## Work to be completed
No pictures in the copy, please: retype all the records exactly.

<<<<

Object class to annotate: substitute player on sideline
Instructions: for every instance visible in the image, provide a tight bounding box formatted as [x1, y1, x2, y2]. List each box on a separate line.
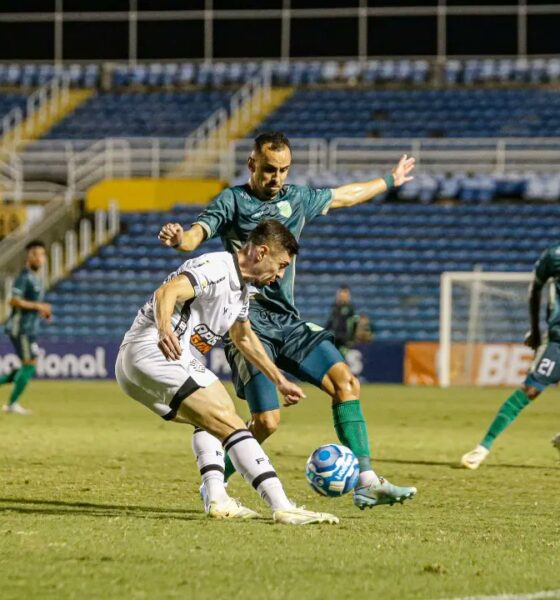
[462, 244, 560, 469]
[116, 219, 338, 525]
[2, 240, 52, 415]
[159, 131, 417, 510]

>>>>

## Response
Object class to annotate: substitute player on sideline
Instructions: for every instance visible in the image, provide a tight bounding box formatted as [x1, y1, x2, y2]. List each box on a separate line.
[462, 244, 560, 469]
[116, 219, 338, 525]
[2, 240, 52, 415]
[159, 131, 417, 510]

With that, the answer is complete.